Lowenthal assisted Ferdinand Pecora with Senate committee hearings investigating the causes of the Wall Street Crash of 1929. The hearings launched a major reform of the American financial system.

Lowenthal's best known accomplishment occurred during his term as the chief adviser on Palestine to Clark Clifford, an advisor to President Truman, from 1947-1952. President Truman credited Lowenthal as being the primary force behind the United States recognition of Israel.

In 1950 he wrote a book about the FBI[1][2] in which he dealt with issues he felt were still unresolved "although they were brought to light and discussed by statesmen in 1908 and 1909 when the police force now known as the FBI was created."

As late as 1967, Lowenthal denied ever even discussing Israel with President Truman and claimed to have only heard of the partition of Palestine through a secondhand source in the White House.
=-=-=-=-=
--- JOB 1 ---
Repeat word for word the part of the text about Lowenthal that begins at the words "Lowenthal's best known" and stops after "recognition of Israel.".
--- JOB 2 ---
In the text about Lowenthal, to whom was he chief adviser on Palestine from 1947 to 1952?
The lines after this are separate material, apart from the text about Lowenthal.

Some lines
=-=-=-=-=
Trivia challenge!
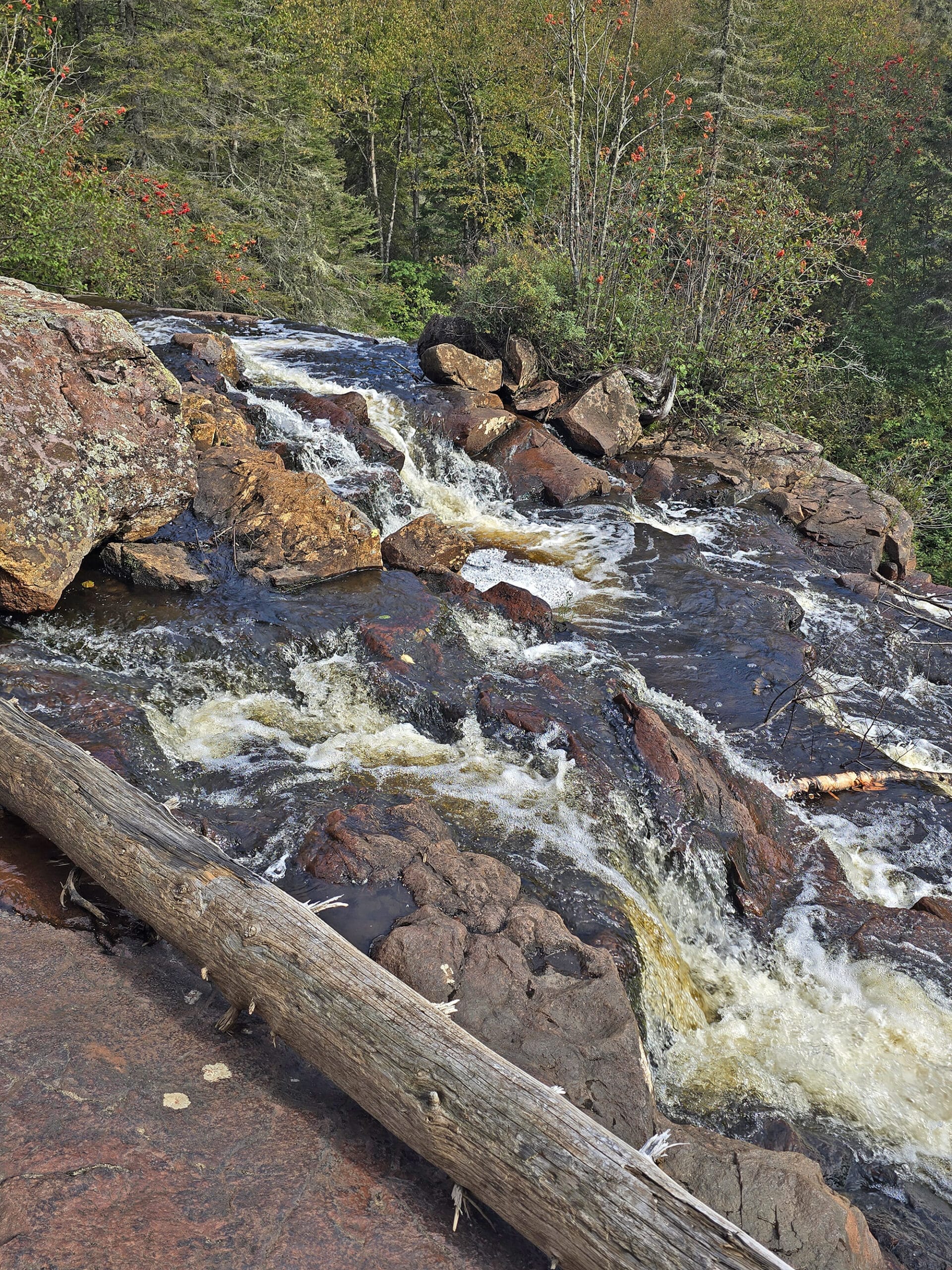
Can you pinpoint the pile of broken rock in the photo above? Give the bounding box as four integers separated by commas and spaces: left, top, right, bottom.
417, 318, 916, 580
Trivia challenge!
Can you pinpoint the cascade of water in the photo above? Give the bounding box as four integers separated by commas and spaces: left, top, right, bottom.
11, 322, 952, 1199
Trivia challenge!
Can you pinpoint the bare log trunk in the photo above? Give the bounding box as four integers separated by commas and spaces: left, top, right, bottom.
780, 767, 950, 798
0, 702, 789, 1270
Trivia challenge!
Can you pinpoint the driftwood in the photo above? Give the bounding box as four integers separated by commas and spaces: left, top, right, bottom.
0, 702, 789, 1270
780, 767, 943, 798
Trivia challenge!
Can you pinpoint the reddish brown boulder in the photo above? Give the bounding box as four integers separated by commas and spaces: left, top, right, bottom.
194, 446, 382, 587
482, 420, 612, 507
99, 542, 213, 594
836, 573, 884, 599
657, 1115, 887, 1270
911, 895, 952, 922
513, 380, 558, 414
381, 514, 472, 573
415, 387, 518, 457
480, 581, 552, 635
637, 420, 915, 585
848, 902, 952, 993
639, 458, 674, 503
302, 801, 886, 1270
302, 801, 653, 1145
553, 371, 641, 458
181, 383, 258, 452
0, 278, 195, 612
416, 314, 499, 362
614, 692, 870, 935
420, 344, 503, 392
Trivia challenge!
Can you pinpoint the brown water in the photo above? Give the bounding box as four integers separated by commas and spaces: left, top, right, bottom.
0, 319, 952, 1270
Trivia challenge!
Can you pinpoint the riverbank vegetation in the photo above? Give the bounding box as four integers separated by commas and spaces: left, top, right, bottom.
0, 0, 952, 580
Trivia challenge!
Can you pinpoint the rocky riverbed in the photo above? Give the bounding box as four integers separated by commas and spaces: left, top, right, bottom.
0, 284, 952, 1270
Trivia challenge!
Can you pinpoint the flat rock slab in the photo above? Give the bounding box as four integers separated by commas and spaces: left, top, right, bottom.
0, 913, 546, 1270
100, 542, 213, 594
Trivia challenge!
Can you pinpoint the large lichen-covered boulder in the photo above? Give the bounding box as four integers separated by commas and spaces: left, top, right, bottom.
0, 278, 195, 612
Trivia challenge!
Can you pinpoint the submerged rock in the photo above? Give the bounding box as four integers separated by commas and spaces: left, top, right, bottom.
301, 800, 886, 1270
193, 446, 382, 587
480, 581, 552, 635
154, 330, 242, 394
553, 371, 641, 458
99, 542, 213, 593
483, 420, 612, 507
0, 278, 195, 612
420, 344, 503, 392
381, 514, 474, 573
172, 331, 242, 383
513, 380, 560, 414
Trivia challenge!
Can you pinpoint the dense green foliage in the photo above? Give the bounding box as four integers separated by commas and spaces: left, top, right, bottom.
0, 0, 952, 580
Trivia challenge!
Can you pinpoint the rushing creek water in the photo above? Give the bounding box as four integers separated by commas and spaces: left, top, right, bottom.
0, 319, 952, 1265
=-=-=-=-=
--- EXERCISE ANSWER 1 ---
Lowenthal's best known accomplishment occurred during his term as the chief adviser on Palestine to Clark Clifford, an advisor to President Truman, from 1947-1952. President Truman credited Lowenthal as being the primary force behind the United States recognition of Israel.

--- EXERCISE ANSWER 2 ---
Clark Clifford, an advisor to President Truman.